# [The problem]
Quote the items below word for word, from the line that contains "Subject = shed doorway" through the line that contains "xmin=123 ymin=22 xmax=234 ymax=153", including both of those lines, and leave the pictures out of your answer.

══ Exercise inputs

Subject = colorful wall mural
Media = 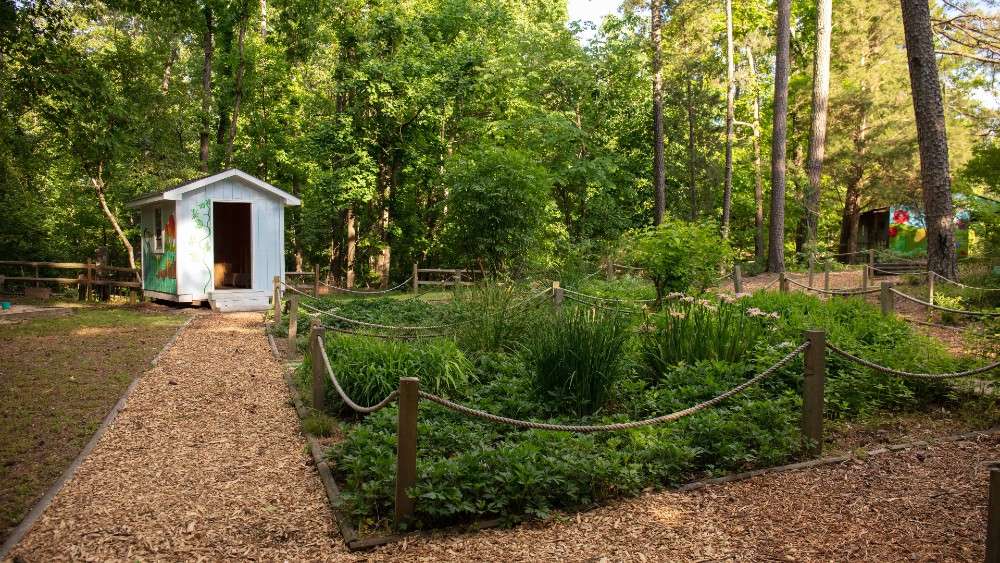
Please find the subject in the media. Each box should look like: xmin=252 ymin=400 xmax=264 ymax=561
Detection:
xmin=142 ymin=208 xmax=177 ymax=295
xmin=889 ymin=205 xmax=969 ymax=256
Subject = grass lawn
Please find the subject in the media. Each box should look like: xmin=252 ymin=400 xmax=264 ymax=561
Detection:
xmin=0 ymin=307 xmax=187 ymax=542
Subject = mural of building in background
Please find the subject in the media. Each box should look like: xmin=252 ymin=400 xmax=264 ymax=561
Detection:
xmin=858 ymin=194 xmax=1000 ymax=257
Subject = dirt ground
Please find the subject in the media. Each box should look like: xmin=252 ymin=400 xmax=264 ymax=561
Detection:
xmin=371 ymin=436 xmax=1000 ymax=562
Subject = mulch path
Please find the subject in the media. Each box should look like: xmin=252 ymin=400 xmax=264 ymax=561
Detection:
xmin=6 ymin=314 xmax=345 ymax=561
xmin=371 ymin=436 xmax=1000 ymax=561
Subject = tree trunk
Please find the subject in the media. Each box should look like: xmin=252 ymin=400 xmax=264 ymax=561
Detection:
xmin=901 ymin=0 xmax=958 ymax=279
xmin=344 ymin=207 xmax=358 ymax=289
xmin=90 ymin=162 xmax=139 ymax=279
xmin=225 ymin=13 xmax=248 ymax=168
xmin=722 ymin=0 xmax=736 ymax=239
xmin=649 ymin=0 xmax=666 ymax=226
xmin=198 ymin=6 xmax=215 ymax=172
xmin=684 ymin=76 xmax=698 ymax=221
xmin=747 ymin=45 xmax=765 ymax=264
xmin=767 ymin=0 xmax=792 ymax=272
xmin=805 ymin=0 xmax=833 ymax=250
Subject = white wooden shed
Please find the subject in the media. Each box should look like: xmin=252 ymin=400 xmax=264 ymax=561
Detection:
xmin=128 ymin=168 xmax=302 ymax=311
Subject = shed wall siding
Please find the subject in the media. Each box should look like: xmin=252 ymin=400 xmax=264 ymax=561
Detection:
xmin=177 ymin=178 xmax=285 ymax=299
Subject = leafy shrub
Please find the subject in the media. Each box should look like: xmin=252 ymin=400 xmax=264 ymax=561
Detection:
xmin=301 ymin=336 xmax=473 ymax=414
xmin=525 ymin=307 xmax=628 ymax=413
xmin=631 ymin=219 xmax=732 ymax=298
xmin=640 ymin=296 xmax=778 ymax=374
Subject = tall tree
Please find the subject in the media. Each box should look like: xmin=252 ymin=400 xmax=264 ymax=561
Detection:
xmin=805 ymin=0 xmax=833 ymax=250
xmin=722 ymin=0 xmax=736 ymax=239
xmin=649 ymin=0 xmax=667 ymax=225
xmin=767 ymin=0 xmax=792 ymax=272
xmin=901 ymin=0 xmax=958 ymax=279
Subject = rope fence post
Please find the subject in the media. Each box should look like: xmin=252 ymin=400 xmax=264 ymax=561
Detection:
xmin=271 ymin=276 xmax=281 ymax=323
xmin=309 ymin=319 xmax=326 ymax=411
xmin=878 ymin=282 xmax=896 ymax=316
xmin=288 ymin=294 xmax=299 ymax=358
xmin=986 ymin=464 xmax=1000 ymax=563
xmin=927 ymin=270 xmax=934 ymax=305
xmin=802 ymin=330 xmax=826 ymax=455
xmin=394 ymin=377 xmax=420 ymax=527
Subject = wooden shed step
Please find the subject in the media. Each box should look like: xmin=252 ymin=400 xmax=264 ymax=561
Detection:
xmin=208 ymin=289 xmax=270 ymax=313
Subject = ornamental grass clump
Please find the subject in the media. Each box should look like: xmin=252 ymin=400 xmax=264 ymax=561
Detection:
xmin=640 ymin=293 xmax=778 ymax=380
xmin=524 ymin=307 xmax=629 ymax=414
xmin=303 ymin=336 xmax=474 ymax=410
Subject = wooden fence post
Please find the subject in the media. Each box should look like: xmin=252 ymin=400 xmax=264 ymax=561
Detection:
xmin=927 ymin=270 xmax=934 ymax=305
xmin=986 ymin=464 xmax=1000 ymax=563
xmin=288 ymin=295 xmax=299 ymax=358
xmin=802 ymin=330 xmax=826 ymax=455
xmin=395 ymin=377 xmax=420 ymax=526
xmin=272 ymin=276 xmax=281 ymax=323
xmin=309 ymin=319 xmax=326 ymax=411
xmin=878 ymin=282 xmax=896 ymax=316
xmin=83 ymin=258 xmax=94 ymax=301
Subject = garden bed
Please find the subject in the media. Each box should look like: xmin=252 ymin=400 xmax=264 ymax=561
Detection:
xmin=276 ymin=282 xmax=996 ymax=536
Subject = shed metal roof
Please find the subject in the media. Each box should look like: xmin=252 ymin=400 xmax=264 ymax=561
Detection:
xmin=128 ymin=168 xmax=302 ymax=208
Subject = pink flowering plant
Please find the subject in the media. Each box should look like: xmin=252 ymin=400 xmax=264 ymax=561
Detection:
xmin=640 ymin=293 xmax=779 ymax=380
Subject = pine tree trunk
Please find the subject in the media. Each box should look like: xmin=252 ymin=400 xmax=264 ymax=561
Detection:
xmin=225 ymin=14 xmax=248 ymax=168
xmin=805 ymin=0 xmax=833 ymax=250
xmin=747 ymin=45 xmax=765 ymax=264
xmin=722 ymin=0 xmax=736 ymax=239
xmin=767 ymin=0 xmax=792 ymax=272
xmin=198 ymin=6 xmax=215 ymax=172
xmin=649 ymin=0 xmax=666 ymax=226
xmin=901 ymin=0 xmax=958 ymax=279
xmin=344 ymin=207 xmax=358 ymax=289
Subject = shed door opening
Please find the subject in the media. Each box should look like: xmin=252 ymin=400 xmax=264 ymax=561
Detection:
xmin=212 ymin=202 xmax=253 ymax=289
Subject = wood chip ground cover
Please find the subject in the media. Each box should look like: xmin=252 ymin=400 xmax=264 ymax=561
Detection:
xmin=3 ymin=315 xmax=1000 ymax=561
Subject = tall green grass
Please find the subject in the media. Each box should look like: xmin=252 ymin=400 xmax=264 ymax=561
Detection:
xmin=524 ymin=307 xmax=629 ymax=414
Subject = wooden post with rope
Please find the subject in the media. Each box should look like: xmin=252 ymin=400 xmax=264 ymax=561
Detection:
xmin=802 ymin=330 xmax=826 ymax=455
xmin=878 ymin=282 xmax=896 ymax=316
xmin=271 ymin=276 xmax=281 ymax=323
xmin=309 ymin=319 xmax=326 ymax=411
xmin=986 ymin=464 xmax=1000 ymax=563
xmin=394 ymin=377 xmax=420 ymax=527
xmin=288 ymin=295 xmax=299 ymax=358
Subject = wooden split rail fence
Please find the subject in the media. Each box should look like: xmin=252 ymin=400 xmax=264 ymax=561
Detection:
xmin=0 ymin=260 xmax=142 ymax=303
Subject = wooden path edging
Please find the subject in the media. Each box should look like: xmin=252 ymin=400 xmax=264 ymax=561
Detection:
xmin=264 ymin=323 xmax=1000 ymax=551
xmin=0 ymin=315 xmax=198 ymax=561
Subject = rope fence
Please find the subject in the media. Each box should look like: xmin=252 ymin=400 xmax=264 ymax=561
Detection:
xmin=826 ymin=342 xmax=1000 ymax=379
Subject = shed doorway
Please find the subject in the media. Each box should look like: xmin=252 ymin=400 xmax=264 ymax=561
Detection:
xmin=212 ymin=201 xmax=253 ymax=289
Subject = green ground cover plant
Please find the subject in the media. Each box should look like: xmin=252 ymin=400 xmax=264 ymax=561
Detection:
xmin=292 ymin=279 xmax=992 ymax=532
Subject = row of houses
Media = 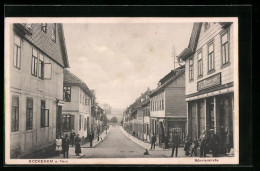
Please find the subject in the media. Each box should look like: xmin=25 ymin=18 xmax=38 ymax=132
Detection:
xmin=6 ymin=23 xmax=106 ymax=158
xmin=123 ymin=22 xmax=234 ymax=153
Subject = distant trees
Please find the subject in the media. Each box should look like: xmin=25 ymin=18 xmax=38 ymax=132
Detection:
xmin=111 ymin=116 xmax=118 ymax=123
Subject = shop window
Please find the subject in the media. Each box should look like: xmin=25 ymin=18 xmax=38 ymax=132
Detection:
xmin=208 ymin=42 xmax=215 ymax=72
xmin=51 ymin=23 xmax=56 ymax=42
xmin=79 ymin=115 xmax=81 ymax=130
xmin=26 ymin=98 xmax=33 ymax=130
xmin=189 ymin=58 xmax=194 ymax=81
xmin=42 ymin=23 xmax=47 ymax=33
xmin=198 ymin=51 xmax=203 ymax=77
xmin=221 ymin=31 xmax=229 ymax=65
xmin=11 ymin=96 xmax=19 ymax=131
xmin=41 ymin=100 xmax=49 ymax=128
xmin=13 ymin=36 xmax=21 ymax=69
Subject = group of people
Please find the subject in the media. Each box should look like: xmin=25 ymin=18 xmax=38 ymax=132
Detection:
xmin=184 ymin=129 xmax=219 ymax=157
xmin=150 ymin=129 xmax=219 ymax=157
xmin=56 ymin=130 xmax=94 ymax=158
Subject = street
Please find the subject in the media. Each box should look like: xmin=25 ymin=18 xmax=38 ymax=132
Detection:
xmin=82 ymin=126 xmax=175 ymax=158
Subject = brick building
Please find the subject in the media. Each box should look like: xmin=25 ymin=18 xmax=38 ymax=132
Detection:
xmin=150 ymin=67 xmax=187 ymax=148
xmin=179 ymin=22 xmax=234 ymax=153
xmin=5 ymin=23 xmax=69 ymax=158
xmin=62 ymin=69 xmax=95 ymax=138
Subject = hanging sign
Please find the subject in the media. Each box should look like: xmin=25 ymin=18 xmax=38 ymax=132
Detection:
xmin=198 ymin=73 xmax=221 ymax=91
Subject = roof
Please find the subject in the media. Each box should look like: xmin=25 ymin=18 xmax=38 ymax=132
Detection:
xmin=14 ymin=23 xmax=69 ymax=68
xmin=150 ymin=66 xmax=185 ymax=97
xmin=63 ymin=69 xmax=94 ymax=97
xmin=178 ymin=23 xmax=202 ymax=60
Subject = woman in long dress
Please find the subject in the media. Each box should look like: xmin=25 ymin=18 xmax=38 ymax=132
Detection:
xmin=75 ymin=134 xmax=81 ymax=156
xmin=56 ymin=136 xmax=62 ymax=156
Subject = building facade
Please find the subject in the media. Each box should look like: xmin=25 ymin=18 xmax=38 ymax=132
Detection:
xmin=62 ymin=69 xmax=94 ymax=138
xmin=150 ymin=67 xmax=187 ymax=148
xmin=9 ymin=23 xmax=69 ymax=158
xmin=178 ymin=22 xmax=234 ymax=153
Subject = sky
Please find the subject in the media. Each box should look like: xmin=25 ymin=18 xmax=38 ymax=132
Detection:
xmin=63 ymin=23 xmax=193 ymax=110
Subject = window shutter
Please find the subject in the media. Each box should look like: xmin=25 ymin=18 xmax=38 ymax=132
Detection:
xmin=70 ymin=115 xmax=75 ymax=129
xmin=44 ymin=63 xmax=52 ymax=79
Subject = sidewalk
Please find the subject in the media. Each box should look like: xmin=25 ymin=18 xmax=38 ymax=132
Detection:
xmin=48 ymin=127 xmax=111 ymax=159
xmin=120 ymin=126 xmax=166 ymax=151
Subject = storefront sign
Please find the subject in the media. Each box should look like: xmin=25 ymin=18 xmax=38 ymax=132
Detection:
xmin=198 ymin=73 xmax=221 ymax=91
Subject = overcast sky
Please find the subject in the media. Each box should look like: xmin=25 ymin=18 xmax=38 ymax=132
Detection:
xmin=64 ymin=23 xmax=193 ymax=109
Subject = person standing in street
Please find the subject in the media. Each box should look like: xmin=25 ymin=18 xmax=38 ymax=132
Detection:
xmin=70 ymin=130 xmax=76 ymax=147
xmin=210 ymin=129 xmax=218 ymax=157
xmin=171 ymin=132 xmax=181 ymax=157
xmin=150 ymin=133 xmax=156 ymax=150
xmin=62 ymin=134 xmax=70 ymax=158
xmin=75 ymin=134 xmax=81 ymax=156
xmin=56 ymin=136 xmax=62 ymax=156
xmin=89 ymin=131 xmax=94 ymax=148
xmin=200 ymin=131 xmax=208 ymax=157
xmin=190 ymin=137 xmax=199 ymax=157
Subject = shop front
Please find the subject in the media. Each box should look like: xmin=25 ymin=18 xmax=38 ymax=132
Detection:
xmin=188 ymin=92 xmax=234 ymax=153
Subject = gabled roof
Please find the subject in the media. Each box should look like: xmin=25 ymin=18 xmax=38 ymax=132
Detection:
xmin=14 ymin=23 xmax=69 ymax=68
xmin=63 ymin=69 xmax=94 ymax=97
xmin=178 ymin=23 xmax=202 ymax=60
xmin=150 ymin=66 xmax=185 ymax=97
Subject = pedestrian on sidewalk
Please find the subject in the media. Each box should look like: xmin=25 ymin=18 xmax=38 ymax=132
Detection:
xmin=171 ymin=132 xmax=181 ymax=157
xmin=70 ymin=130 xmax=76 ymax=147
xmin=75 ymin=134 xmax=81 ymax=156
xmin=210 ymin=129 xmax=218 ymax=157
xmin=200 ymin=130 xmax=208 ymax=157
xmin=62 ymin=134 xmax=70 ymax=158
xmin=150 ymin=133 xmax=156 ymax=150
xmin=89 ymin=131 xmax=94 ymax=148
xmin=55 ymin=136 xmax=62 ymax=156
xmin=184 ymin=135 xmax=192 ymax=157
xmin=190 ymin=137 xmax=199 ymax=157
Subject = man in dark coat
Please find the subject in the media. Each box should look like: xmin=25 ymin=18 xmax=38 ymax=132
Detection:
xmin=62 ymin=134 xmax=70 ymax=158
xmin=70 ymin=130 xmax=76 ymax=147
xmin=171 ymin=132 xmax=181 ymax=157
xmin=150 ymin=133 xmax=156 ymax=150
xmin=210 ymin=129 xmax=218 ymax=157
xmin=75 ymin=134 xmax=81 ymax=156
xmin=89 ymin=131 xmax=94 ymax=148
xmin=200 ymin=131 xmax=208 ymax=157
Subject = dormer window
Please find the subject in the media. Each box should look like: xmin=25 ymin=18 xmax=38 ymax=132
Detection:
xmin=204 ymin=23 xmax=210 ymax=31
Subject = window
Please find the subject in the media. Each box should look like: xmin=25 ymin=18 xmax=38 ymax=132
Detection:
xmin=204 ymin=22 xmax=210 ymax=31
xmin=38 ymin=54 xmax=44 ymax=79
xmin=198 ymin=51 xmax=203 ymax=76
xmin=221 ymin=31 xmax=229 ymax=65
xmin=13 ymin=36 xmax=21 ymax=69
xmin=189 ymin=58 xmax=193 ymax=80
xmin=41 ymin=100 xmax=49 ymax=128
xmin=42 ymin=23 xmax=47 ymax=33
xmin=11 ymin=96 xmax=19 ymax=131
xmin=32 ymin=48 xmax=38 ymax=76
xmin=208 ymin=43 xmax=214 ymax=71
xmin=51 ymin=23 xmax=56 ymax=42
xmin=63 ymin=86 xmax=71 ymax=102
xmin=62 ymin=115 xmax=74 ymax=131
xmin=26 ymin=98 xmax=33 ymax=130
xmin=84 ymin=118 xmax=87 ymax=131
xmin=79 ymin=115 xmax=81 ymax=130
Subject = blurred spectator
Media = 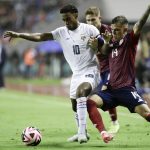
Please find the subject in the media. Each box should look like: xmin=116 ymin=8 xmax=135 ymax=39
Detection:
xmin=0 ymin=39 xmax=6 ymax=88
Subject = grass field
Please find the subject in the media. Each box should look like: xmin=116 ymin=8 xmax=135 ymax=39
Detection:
xmin=0 ymin=90 xmax=150 ymax=150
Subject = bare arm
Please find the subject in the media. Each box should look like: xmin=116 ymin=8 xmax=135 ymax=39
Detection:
xmin=100 ymin=31 xmax=112 ymax=55
xmin=133 ymin=5 xmax=150 ymax=35
xmin=4 ymin=31 xmax=53 ymax=42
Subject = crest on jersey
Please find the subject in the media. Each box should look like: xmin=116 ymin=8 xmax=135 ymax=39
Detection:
xmin=81 ymin=35 xmax=86 ymax=41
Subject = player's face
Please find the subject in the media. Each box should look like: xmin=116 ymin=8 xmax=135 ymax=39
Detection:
xmin=62 ymin=13 xmax=78 ymax=30
xmin=85 ymin=14 xmax=101 ymax=28
xmin=111 ymin=23 xmax=128 ymax=41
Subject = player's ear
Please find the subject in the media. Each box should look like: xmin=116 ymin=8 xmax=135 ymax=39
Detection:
xmin=124 ymin=28 xmax=128 ymax=33
xmin=74 ymin=13 xmax=78 ymax=18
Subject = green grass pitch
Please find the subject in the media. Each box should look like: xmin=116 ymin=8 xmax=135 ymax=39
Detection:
xmin=0 ymin=90 xmax=150 ymax=150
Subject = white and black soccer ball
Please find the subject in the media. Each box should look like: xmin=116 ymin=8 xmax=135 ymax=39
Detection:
xmin=21 ymin=127 xmax=42 ymax=146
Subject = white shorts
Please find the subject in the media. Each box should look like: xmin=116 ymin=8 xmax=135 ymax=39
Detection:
xmin=70 ymin=67 xmax=100 ymax=99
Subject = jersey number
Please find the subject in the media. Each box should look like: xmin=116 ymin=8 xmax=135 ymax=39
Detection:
xmin=73 ymin=45 xmax=80 ymax=55
xmin=112 ymin=49 xmax=118 ymax=58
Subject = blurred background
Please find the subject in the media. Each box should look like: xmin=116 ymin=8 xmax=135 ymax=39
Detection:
xmin=0 ymin=0 xmax=150 ymax=94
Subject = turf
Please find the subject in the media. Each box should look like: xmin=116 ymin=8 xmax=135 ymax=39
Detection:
xmin=0 ymin=90 xmax=150 ymax=150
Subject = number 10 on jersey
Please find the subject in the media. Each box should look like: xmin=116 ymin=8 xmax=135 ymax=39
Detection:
xmin=73 ymin=45 xmax=80 ymax=55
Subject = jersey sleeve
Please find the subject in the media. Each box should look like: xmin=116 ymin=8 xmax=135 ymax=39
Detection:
xmin=130 ymin=30 xmax=140 ymax=47
xmin=51 ymin=28 xmax=60 ymax=40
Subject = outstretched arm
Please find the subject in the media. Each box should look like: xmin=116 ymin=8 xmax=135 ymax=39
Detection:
xmin=133 ymin=5 xmax=150 ymax=35
xmin=4 ymin=31 xmax=53 ymax=42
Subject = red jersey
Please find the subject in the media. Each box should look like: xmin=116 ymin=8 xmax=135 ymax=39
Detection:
xmin=97 ymin=24 xmax=111 ymax=73
xmin=109 ymin=31 xmax=140 ymax=89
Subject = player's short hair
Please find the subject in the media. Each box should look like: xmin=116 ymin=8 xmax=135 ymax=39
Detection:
xmin=112 ymin=16 xmax=128 ymax=25
xmin=60 ymin=4 xmax=78 ymax=14
xmin=85 ymin=6 xmax=100 ymax=16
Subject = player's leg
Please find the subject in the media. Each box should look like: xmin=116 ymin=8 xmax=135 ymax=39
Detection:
xmin=108 ymin=108 xmax=120 ymax=134
xmin=77 ymin=82 xmax=92 ymax=143
xmin=135 ymin=104 xmax=150 ymax=122
xmin=67 ymin=99 xmax=90 ymax=142
xmin=87 ymin=94 xmax=113 ymax=143
xmin=99 ymin=70 xmax=120 ymax=134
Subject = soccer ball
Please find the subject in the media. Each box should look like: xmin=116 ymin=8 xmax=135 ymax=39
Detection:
xmin=21 ymin=127 xmax=42 ymax=146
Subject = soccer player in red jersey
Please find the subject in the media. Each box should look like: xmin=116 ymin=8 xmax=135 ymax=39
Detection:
xmin=87 ymin=5 xmax=150 ymax=139
xmin=85 ymin=7 xmax=120 ymax=133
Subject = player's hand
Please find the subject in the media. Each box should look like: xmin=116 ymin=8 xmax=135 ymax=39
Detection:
xmin=102 ymin=30 xmax=112 ymax=43
xmin=88 ymin=37 xmax=98 ymax=51
xmin=3 ymin=31 xmax=19 ymax=39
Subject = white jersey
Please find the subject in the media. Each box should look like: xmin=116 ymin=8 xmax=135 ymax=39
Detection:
xmin=51 ymin=23 xmax=99 ymax=72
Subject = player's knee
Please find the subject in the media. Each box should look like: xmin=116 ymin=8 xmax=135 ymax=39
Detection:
xmin=145 ymin=113 xmax=150 ymax=122
xmin=77 ymin=87 xmax=92 ymax=97
xmin=72 ymin=105 xmax=77 ymax=112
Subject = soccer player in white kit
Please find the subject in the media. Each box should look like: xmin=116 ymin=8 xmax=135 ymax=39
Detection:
xmin=4 ymin=5 xmax=111 ymax=143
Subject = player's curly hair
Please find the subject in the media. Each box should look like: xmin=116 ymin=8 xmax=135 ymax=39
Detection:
xmin=85 ymin=6 xmax=100 ymax=16
xmin=60 ymin=4 xmax=78 ymax=14
xmin=112 ymin=16 xmax=128 ymax=25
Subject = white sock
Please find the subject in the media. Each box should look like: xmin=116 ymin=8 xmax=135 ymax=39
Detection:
xmin=75 ymin=112 xmax=79 ymax=129
xmin=77 ymin=97 xmax=87 ymax=134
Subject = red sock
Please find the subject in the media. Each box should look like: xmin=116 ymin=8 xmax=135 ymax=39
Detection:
xmin=108 ymin=108 xmax=117 ymax=121
xmin=87 ymin=99 xmax=105 ymax=133
xmin=145 ymin=113 xmax=150 ymax=122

════

# [Solution]
Subject = shed doorway
Please find the subject in the media. Each box should look like: xmin=252 ymin=400 xmax=264 ymax=561
Detection:
xmin=212 ymin=201 xmax=253 ymax=289
Subject = green ground cover plant
Please find the subject in the media. Each box should look like: xmin=252 ymin=400 xmax=264 ymax=561
Detection:
xmin=292 ymin=279 xmax=992 ymax=532
Subject = row of houses
Media = 
Please find the subject in the media. Each box should look like: xmin=25 ymin=18 xmax=38 ymax=132
Detection:
xmin=6 ymin=23 xmax=106 ymax=158
xmin=123 ymin=22 xmax=234 ymax=153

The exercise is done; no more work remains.